> _Task description_
Look through the lines below and extract any with the word "border".

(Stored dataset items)
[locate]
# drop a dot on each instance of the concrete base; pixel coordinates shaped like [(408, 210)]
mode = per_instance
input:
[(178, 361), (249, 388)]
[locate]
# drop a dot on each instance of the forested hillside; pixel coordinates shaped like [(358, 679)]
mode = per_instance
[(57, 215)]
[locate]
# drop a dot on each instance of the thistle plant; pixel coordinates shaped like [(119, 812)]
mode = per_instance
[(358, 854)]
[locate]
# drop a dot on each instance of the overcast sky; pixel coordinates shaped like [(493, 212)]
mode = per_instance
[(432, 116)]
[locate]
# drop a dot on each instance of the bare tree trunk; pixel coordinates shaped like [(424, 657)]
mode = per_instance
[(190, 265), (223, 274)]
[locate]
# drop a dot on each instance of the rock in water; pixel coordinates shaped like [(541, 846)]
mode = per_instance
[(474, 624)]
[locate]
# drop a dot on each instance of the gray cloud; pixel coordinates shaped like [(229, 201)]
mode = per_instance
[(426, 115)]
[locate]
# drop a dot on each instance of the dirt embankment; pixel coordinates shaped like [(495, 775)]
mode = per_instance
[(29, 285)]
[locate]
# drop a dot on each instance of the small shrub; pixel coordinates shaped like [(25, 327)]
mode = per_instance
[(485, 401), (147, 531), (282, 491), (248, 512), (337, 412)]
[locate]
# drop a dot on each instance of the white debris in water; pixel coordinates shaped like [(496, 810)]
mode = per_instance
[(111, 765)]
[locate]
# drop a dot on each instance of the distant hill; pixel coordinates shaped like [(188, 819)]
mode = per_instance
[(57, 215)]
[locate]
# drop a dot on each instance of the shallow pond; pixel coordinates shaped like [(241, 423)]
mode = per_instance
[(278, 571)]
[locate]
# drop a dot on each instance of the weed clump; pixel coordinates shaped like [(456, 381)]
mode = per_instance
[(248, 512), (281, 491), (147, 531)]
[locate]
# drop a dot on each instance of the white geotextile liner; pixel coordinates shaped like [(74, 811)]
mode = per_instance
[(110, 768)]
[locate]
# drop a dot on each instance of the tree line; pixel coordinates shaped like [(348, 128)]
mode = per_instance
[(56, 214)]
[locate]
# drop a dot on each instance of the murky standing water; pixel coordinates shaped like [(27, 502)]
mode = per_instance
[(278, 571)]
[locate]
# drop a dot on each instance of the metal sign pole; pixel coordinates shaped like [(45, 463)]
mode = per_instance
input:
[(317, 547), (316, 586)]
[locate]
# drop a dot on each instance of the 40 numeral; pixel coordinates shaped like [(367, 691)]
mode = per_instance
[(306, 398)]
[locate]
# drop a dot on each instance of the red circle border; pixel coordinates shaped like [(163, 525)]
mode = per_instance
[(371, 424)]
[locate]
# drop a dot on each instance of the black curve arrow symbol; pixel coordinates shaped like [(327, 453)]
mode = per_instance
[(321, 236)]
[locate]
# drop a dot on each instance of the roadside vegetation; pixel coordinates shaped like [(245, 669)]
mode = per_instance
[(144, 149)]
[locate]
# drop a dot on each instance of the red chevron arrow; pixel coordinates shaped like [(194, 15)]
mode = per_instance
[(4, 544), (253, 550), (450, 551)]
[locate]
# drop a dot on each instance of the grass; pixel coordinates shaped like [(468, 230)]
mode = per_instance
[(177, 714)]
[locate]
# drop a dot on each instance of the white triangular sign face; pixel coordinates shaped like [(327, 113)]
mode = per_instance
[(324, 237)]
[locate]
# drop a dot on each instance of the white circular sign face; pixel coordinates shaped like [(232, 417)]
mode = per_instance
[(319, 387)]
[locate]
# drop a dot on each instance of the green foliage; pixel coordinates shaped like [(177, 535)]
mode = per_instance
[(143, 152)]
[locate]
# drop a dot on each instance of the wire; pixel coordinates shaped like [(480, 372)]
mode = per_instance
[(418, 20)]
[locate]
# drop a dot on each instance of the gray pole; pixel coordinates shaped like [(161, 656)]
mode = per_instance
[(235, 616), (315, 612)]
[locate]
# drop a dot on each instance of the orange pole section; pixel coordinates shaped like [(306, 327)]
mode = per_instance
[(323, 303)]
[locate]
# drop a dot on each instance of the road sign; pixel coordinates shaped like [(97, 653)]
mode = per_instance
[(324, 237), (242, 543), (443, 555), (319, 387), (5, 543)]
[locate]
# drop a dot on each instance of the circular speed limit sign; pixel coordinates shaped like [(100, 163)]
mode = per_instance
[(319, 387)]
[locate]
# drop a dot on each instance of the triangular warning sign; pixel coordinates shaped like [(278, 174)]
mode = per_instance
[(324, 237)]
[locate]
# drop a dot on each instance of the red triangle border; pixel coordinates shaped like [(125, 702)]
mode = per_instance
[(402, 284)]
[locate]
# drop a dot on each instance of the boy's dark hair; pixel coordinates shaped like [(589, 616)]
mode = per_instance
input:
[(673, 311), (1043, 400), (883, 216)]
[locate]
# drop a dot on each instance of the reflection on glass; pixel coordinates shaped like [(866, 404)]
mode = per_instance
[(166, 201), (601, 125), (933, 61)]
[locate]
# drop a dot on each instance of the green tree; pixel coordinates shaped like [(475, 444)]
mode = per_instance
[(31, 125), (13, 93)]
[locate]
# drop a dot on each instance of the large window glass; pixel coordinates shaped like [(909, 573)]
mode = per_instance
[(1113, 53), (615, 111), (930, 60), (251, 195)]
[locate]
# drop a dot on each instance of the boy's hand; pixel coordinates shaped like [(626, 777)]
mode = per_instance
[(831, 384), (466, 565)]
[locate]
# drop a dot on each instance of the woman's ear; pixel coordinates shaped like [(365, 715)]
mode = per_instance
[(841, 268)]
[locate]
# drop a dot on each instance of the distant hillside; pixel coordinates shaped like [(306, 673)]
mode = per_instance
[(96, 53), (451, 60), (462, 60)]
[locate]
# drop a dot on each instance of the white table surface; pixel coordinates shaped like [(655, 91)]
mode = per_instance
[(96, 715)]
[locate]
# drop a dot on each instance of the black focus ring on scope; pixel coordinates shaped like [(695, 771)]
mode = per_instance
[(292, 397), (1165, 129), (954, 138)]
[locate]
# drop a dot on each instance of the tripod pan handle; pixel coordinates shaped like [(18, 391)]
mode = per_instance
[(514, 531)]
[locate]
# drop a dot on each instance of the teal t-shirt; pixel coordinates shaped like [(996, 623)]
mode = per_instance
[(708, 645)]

> _Result of the task_
# drop a dot on each instance of the red circle border; pixel coordinates shaped like [(163, 525)]
# drop a dot on each instance of the red triangle border; pixel coordinates shaped like [(125, 702)]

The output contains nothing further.